**GOAL OF THE EXERCISE:** Exactly as written, print each of the entries.
(PROVIDED ENTRIES Opens)
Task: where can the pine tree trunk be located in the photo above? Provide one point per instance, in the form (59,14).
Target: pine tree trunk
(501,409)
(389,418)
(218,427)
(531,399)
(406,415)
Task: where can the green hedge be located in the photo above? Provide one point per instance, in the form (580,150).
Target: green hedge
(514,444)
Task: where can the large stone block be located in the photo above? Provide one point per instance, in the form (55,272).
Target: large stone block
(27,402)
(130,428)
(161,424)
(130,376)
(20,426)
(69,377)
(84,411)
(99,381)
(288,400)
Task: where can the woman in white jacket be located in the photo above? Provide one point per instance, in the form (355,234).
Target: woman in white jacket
(PROVIDED ENTRIES Closes)
**TASK RESPONSE:**
Task: where can the pine tree trunk be located in the photo above? Provide one point per instance, in the form (59,14).
Target: pine tree trunk
(501,409)
(389,418)
(218,427)
(531,399)
(406,415)
Task: where can the green hedge be located in the photo above? Provide one point per instance, in the form (580,150).
Target: green hedge
(514,444)
Task: where can the large stone block be located in the photo above? Provide one point per instance, in the form (55,272).
Target: large stone block
(27,402)
(130,428)
(161,424)
(130,376)
(20,426)
(69,377)
(84,411)
(99,381)
(288,400)
Task: where can the woman in white jacket be located in the photo above? Provide one point per instance, in the form (355,234).
Target: woman in white jacket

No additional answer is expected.